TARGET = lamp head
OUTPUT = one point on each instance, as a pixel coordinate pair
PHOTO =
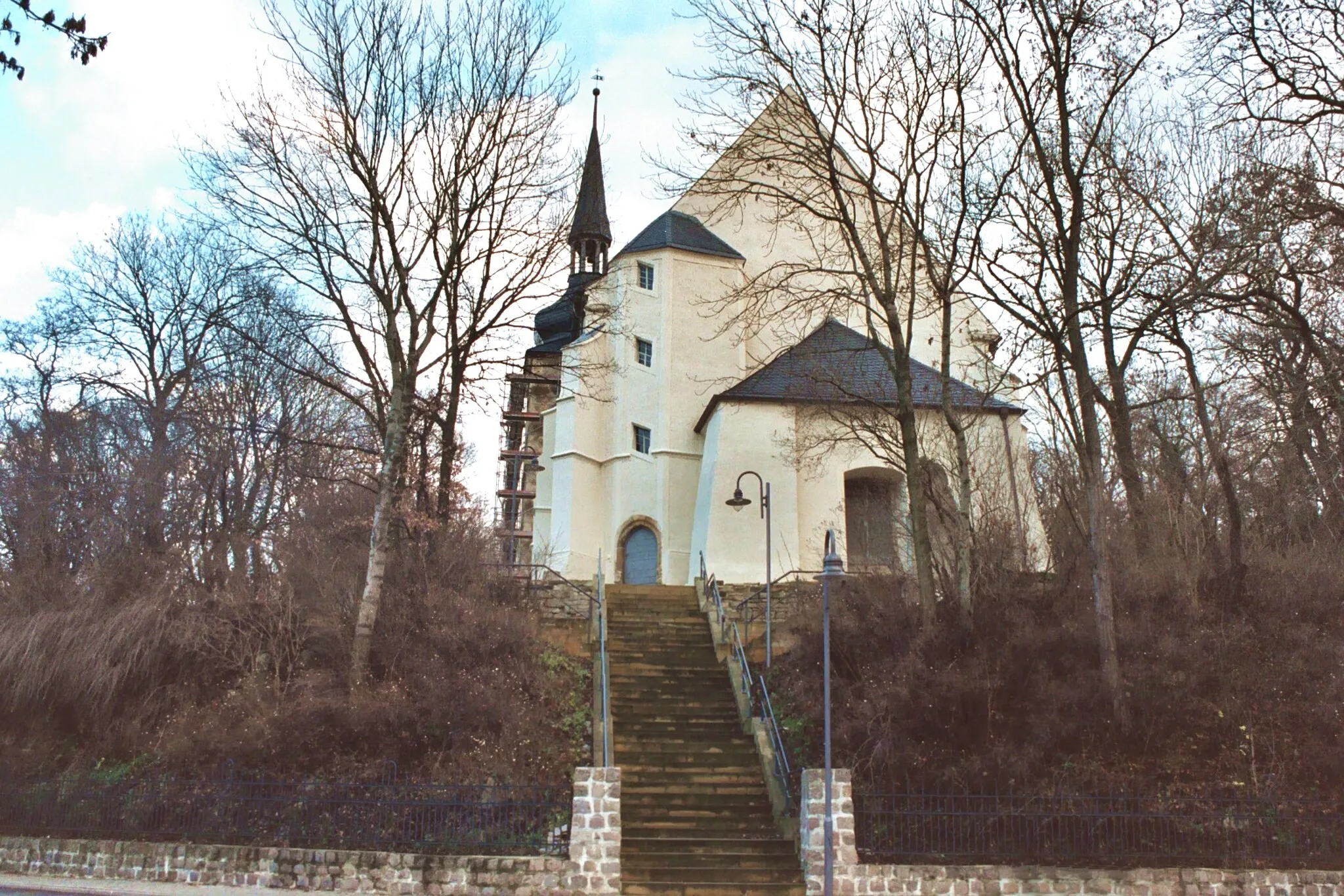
(831, 563)
(737, 501)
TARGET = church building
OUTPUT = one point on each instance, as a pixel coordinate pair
(644, 407)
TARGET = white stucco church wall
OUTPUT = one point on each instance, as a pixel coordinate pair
(598, 481)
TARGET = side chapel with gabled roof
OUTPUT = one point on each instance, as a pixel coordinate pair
(640, 405)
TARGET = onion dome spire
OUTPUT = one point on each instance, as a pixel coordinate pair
(591, 234)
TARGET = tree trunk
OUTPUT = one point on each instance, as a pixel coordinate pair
(1090, 466)
(1104, 602)
(1127, 461)
(1236, 567)
(448, 442)
(379, 540)
(959, 434)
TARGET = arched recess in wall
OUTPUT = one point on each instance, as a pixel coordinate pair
(629, 531)
(873, 511)
(941, 507)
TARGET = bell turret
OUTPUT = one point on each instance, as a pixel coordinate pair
(591, 234)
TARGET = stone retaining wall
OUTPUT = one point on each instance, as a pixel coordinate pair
(859, 879)
(593, 868)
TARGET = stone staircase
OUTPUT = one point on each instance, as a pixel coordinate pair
(695, 815)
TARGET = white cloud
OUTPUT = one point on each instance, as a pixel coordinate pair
(637, 117)
(32, 242)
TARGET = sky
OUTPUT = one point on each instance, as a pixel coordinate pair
(82, 146)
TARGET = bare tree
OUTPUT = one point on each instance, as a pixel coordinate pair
(339, 184)
(146, 311)
(497, 173)
(1065, 70)
(866, 157)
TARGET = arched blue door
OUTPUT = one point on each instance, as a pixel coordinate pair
(641, 558)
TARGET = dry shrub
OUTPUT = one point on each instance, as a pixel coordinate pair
(1248, 697)
(463, 685)
(84, 666)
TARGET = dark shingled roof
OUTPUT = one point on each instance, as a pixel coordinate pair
(678, 230)
(837, 366)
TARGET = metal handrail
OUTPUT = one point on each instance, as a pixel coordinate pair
(781, 758)
(760, 593)
(602, 661)
(605, 665)
(781, 762)
(558, 575)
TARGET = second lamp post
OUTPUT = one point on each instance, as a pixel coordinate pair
(737, 502)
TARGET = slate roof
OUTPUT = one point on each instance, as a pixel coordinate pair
(837, 366)
(678, 230)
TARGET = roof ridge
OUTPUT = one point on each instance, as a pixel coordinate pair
(800, 375)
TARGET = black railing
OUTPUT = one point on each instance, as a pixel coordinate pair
(942, 828)
(429, 819)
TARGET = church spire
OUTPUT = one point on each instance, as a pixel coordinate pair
(591, 234)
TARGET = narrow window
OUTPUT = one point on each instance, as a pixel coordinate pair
(641, 439)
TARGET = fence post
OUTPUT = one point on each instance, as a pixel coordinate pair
(810, 828)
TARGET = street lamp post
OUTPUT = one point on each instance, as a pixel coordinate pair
(832, 567)
(737, 502)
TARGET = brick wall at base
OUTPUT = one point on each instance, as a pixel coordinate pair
(852, 878)
(593, 868)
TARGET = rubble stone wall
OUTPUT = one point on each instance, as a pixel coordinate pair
(851, 876)
(592, 870)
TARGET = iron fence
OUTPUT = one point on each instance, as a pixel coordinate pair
(1112, 830)
(387, 815)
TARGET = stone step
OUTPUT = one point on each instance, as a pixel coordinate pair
(773, 845)
(650, 747)
(704, 798)
(709, 888)
(719, 875)
(719, 788)
(668, 859)
(698, 725)
(679, 782)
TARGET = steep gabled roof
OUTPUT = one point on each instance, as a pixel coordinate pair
(836, 366)
(678, 230)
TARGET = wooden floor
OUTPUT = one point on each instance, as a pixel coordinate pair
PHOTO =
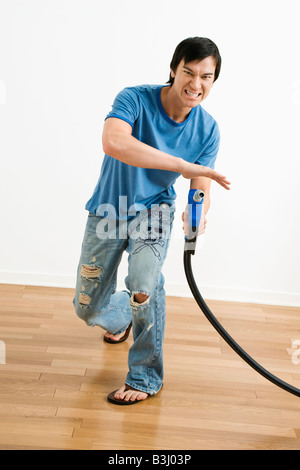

Written instruction: How many lines of the records contain the string "spire"? Case counts. Give only the number.

Solution to this exercise: 2